* _INFORMATION PROVIDED_
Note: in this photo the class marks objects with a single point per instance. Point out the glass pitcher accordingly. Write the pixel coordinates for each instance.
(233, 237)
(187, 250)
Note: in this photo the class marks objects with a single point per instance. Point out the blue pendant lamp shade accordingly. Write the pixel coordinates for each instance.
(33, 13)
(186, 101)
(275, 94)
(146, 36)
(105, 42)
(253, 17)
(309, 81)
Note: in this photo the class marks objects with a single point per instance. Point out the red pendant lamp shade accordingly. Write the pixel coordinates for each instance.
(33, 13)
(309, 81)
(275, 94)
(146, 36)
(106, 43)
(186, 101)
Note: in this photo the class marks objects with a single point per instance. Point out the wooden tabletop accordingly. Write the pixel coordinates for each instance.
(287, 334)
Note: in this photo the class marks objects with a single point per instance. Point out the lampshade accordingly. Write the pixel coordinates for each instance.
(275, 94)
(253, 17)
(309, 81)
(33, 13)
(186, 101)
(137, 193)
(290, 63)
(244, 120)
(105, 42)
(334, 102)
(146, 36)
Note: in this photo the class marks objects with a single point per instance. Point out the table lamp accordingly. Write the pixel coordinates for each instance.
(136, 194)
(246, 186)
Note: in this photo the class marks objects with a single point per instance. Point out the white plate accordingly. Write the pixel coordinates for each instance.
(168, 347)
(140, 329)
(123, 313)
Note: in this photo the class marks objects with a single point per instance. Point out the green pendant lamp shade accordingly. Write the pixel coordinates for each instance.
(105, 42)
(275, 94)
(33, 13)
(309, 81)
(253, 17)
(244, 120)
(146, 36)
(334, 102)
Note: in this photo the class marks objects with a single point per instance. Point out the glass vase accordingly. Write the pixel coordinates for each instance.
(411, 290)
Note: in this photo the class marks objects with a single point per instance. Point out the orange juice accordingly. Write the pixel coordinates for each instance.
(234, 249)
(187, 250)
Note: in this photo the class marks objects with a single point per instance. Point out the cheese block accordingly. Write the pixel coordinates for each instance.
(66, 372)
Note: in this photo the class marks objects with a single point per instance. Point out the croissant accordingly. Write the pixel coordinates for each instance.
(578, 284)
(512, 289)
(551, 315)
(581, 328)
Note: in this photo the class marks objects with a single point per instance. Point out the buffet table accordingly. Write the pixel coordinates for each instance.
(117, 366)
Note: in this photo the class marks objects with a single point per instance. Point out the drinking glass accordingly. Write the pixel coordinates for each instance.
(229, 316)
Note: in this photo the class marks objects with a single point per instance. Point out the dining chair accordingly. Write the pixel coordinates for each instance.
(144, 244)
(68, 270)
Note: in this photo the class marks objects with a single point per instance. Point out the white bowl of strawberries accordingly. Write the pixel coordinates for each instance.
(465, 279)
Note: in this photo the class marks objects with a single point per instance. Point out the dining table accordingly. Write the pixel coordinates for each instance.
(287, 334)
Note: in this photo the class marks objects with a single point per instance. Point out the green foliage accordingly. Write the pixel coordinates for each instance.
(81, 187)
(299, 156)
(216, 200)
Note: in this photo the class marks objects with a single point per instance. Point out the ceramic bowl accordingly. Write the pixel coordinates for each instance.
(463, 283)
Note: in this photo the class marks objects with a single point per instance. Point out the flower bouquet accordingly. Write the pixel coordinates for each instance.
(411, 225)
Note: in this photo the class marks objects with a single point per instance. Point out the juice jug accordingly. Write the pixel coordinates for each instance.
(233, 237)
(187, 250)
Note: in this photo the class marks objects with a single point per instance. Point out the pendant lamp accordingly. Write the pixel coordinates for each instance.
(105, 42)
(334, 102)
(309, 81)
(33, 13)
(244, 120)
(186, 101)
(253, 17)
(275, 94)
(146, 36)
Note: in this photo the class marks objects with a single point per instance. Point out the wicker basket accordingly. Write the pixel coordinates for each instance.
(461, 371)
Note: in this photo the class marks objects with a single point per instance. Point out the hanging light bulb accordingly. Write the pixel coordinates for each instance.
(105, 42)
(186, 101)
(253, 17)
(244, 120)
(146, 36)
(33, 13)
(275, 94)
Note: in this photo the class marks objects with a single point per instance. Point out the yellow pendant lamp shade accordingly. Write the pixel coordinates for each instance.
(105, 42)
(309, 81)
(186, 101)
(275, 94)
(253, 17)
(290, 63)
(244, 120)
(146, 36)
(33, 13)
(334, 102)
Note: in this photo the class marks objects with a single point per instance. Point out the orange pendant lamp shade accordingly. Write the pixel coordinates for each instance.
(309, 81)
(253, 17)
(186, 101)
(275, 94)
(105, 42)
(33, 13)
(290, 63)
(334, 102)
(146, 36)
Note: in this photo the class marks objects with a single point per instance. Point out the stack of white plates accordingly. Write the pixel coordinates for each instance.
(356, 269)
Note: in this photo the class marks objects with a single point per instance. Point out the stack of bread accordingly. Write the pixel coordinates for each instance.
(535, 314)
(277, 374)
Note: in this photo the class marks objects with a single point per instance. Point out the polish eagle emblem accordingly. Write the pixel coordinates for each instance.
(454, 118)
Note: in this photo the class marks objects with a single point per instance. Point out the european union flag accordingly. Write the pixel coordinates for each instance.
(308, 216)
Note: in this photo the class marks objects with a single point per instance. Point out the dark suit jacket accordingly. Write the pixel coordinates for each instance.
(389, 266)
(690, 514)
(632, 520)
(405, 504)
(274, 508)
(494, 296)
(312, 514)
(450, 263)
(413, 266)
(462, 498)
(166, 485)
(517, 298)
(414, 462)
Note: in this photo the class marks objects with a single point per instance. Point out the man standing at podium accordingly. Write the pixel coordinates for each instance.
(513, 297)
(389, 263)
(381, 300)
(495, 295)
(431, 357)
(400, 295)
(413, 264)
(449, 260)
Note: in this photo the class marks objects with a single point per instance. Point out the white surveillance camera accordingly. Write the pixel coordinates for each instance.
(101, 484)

* _PROBLEM_
Put all of the lines above into a numbered list, leaving out any blank lines.

* _OUTPUT_
1. Note: in this photo the class marks objects with a single point per instance. Point out the glass pitcher accordingly. Write the pixel coordinates for each instance.
2. (233, 237)
3. (187, 250)
4. Note: in this photo the class marks objects with a single point per instance. Point out the blue pendant lamp shade accordingly. Write the pixel coordinates for each instance.
5. (33, 13)
6. (186, 101)
7. (275, 94)
8. (146, 36)
9. (105, 42)
10. (253, 17)
11. (309, 81)
12. Note: in this photo the class marks objects with a single point per instance. Point out the red pendant lamp shade accordingly. Write the pixel coordinates for each instance.
13. (33, 13)
14. (309, 81)
15. (275, 94)
16. (146, 36)
17. (106, 43)
18. (186, 101)
19. Note: in this photo the class marks objects with a single point per instance. Point out the wooden tabletop accordingly. Write the pixel coordinates for each instance.
20. (287, 334)
21. Note: in this photo the class marks objects with a single point per instance. Point out the lampshade accordingly. Write the pixel coordinates for each instance.
22. (275, 94)
23. (253, 17)
24. (309, 81)
25. (33, 13)
26. (186, 101)
27. (137, 193)
28. (290, 63)
29. (244, 120)
30. (105, 42)
31. (334, 102)
32. (146, 36)
33. Note: in this photo the class marks objects with a single point per instance. Point out the table lamp accordingly. Write the pixel coordinates for each instance.
34. (136, 194)
35. (246, 186)
36. Note: in this photo the class marks objects with a single point per instance. Point out the white plate accordingly. Write the pixel coordinates for each instance.
37. (168, 347)
38. (140, 329)
39. (123, 313)
40. Note: in this photo the class marks objects with a single point per instance. Point out the green pendant lamp shade accordingly. Write the pixel coordinates for each instance.
41. (105, 42)
42. (275, 94)
43. (33, 13)
44. (309, 81)
45. (253, 17)
46. (244, 120)
47. (146, 36)
48. (334, 102)
49. Note: in this photo the class marks objects with a single point per instance. Point out the glass vase accordingly. Write the pixel coordinates for each instance.
50. (411, 290)
51. Note: in this photo the class marks objects with a single point per instance. Point out the orange juice accordingly. Write the pixel coordinates for each instance.
52. (234, 249)
53. (187, 250)
54. Note: in this photo the class marks objects with a single point per instance. Point out the cheese block accordingly. Write the pixel coordinates for each instance.
55. (66, 372)
56. Note: in this photo the class marks objects with a single point per instance. Point out the croissant accordingly. Write the pixel coordinates for each instance.
57. (578, 284)
58. (512, 289)
59. (551, 315)
60. (581, 328)
61. Note: in this photo the class marks objects with a single point per instance. Point out the buffet table accordingly. Write the pixel coordinates for each instance.
62. (117, 366)
63. Note: in this photo the class marks objects with a single point per instance. Point out the drinking glass accordingly. Write the pixel coordinates for each instance.
64. (229, 316)
65. Note: in this photo the class marks objects with a single point per instance. Point out the dining chair accordingly. Write the pixel coordinates for each instance.
66. (144, 244)
67. (68, 270)
68. Note: in this photo the class marks objects with a single point per instance. Point out the white bowl of strawberries accordingly. Write the pixel coordinates for each instance.
69. (465, 279)
70. Note: in this photo the class marks objects with a single point per instance. Point out the dining table accordingly. Write the pixel coordinates for each instance.
71. (287, 334)
72. Note: in this photo the class marks objects with a single point per instance. Point out the green foliage accordingly. Write the pixel coordinates for each instance.
73. (81, 187)
74. (299, 156)
75. (216, 200)
76. Note: in this photo the class marks objects with a single point per instance. Point out the ceramic bowl accordingly. Write the pixel coordinates for each instance.
77. (463, 283)
78. Note: in this photo the class marks objects with a single point per instance. Point out the flower bouquet accordingly. Write the pixel coordinates for each instance.
79. (411, 225)
80. Note: in this photo the class marks objects with a single point per instance. Point out the juice jug accordingly. Write the pixel coordinates for each instance.
81. (233, 237)
82. (187, 250)
83. Note: in this photo the class marks objects with a single point per instance. Point out the pendant lamp accordingly. Write the pixel coordinates for each instance.
84. (105, 42)
85. (334, 102)
86. (309, 81)
87. (33, 13)
88. (244, 120)
89. (186, 101)
90. (253, 17)
91. (275, 94)
92. (146, 36)
93. Note: in this photo the class marks objects with a single point per instance. Point out the wicker basket accordingly. Write the pixel coordinates for each instance.
94. (461, 371)
95. Note: in this photo the class marks objects with a single point per instance. Point out the hanging light bulb accordingly. Write the pixel coordinates for each instance.
96. (105, 42)
97. (186, 101)
98. (253, 17)
99. (244, 120)
100. (146, 36)
101. (33, 13)
102. (275, 94)
103. Note: in this photo the class marks objects with a single point per instance. Point out the yellow pendant lamp shade accordingly. Write the pixel coordinates for each instance.
104. (105, 42)
105. (309, 81)
106. (186, 101)
107. (275, 94)
108. (253, 17)
109. (290, 63)
110. (244, 120)
111. (146, 36)
112. (33, 13)
113. (334, 102)
114. Note: in this photo the class marks objects with a single point per instance. Point out the orange pendant lamp shade accordingly. Write the pixel coordinates for each instance.
115. (309, 81)
116. (253, 17)
117. (186, 101)
118. (275, 94)
119. (105, 42)
120. (33, 13)
121. (290, 63)
122. (334, 102)
123. (146, 36)
124. Note: in this photo the class marks objects with a single point per instance. Point out the stack of white plates accordingly. Write the pixel coordinates for each instance.
125. (356, 269)
126. Note: in this photo the class marks objects with a single point per instance. Point out the stack of bread accordingly. Write the pixel coordinates for each instance.
127. (535, 314)
128. (277, 374)
129. Note: in this photo the class marks objects with a single point per instance. Point out the polish eagle emblem accordingly. Write the pixel coordinates for each instance.
130. (454, 118)
131. Note: in this photo the class marks objects with a single point per instance. Point out the european union flag accordingly. Write the pixel coordinates for each instance.
132. (308, 216)
133. Note: in this photo the class marks objects with a single point per instance. Point out the dark suit jacket accordingly. Write the pixel coordinates for each instance.
134. (389, 266)
135. (690, 514)
136. (632, 520)
137. (405, 504)
138. (274, 508)
139. (494, 296)
140. (312, 514)
141. (450, 263)
142. (413, 266)
143. (462, 498)
144. (166, 485)
145. (517, 298)
146. (414, 462)
147. Note: in this photo the class marks objects with a single point per instance. Point out the man standing at podium accordingly. Write the pixel coordinates for each instance.
148. (513, 297)
149. (389, 263)
150. (381, 300)
151. (495, 295)
152. (431, 357)
153. (400, 295)
154. (413, 264)
155. (449, 260)
156. Note: in this photo the class marks objects with a single point per instance. Point out the white surveillance camera accordingly. Write the pixel coordinates for each instance.
157. (101, 484)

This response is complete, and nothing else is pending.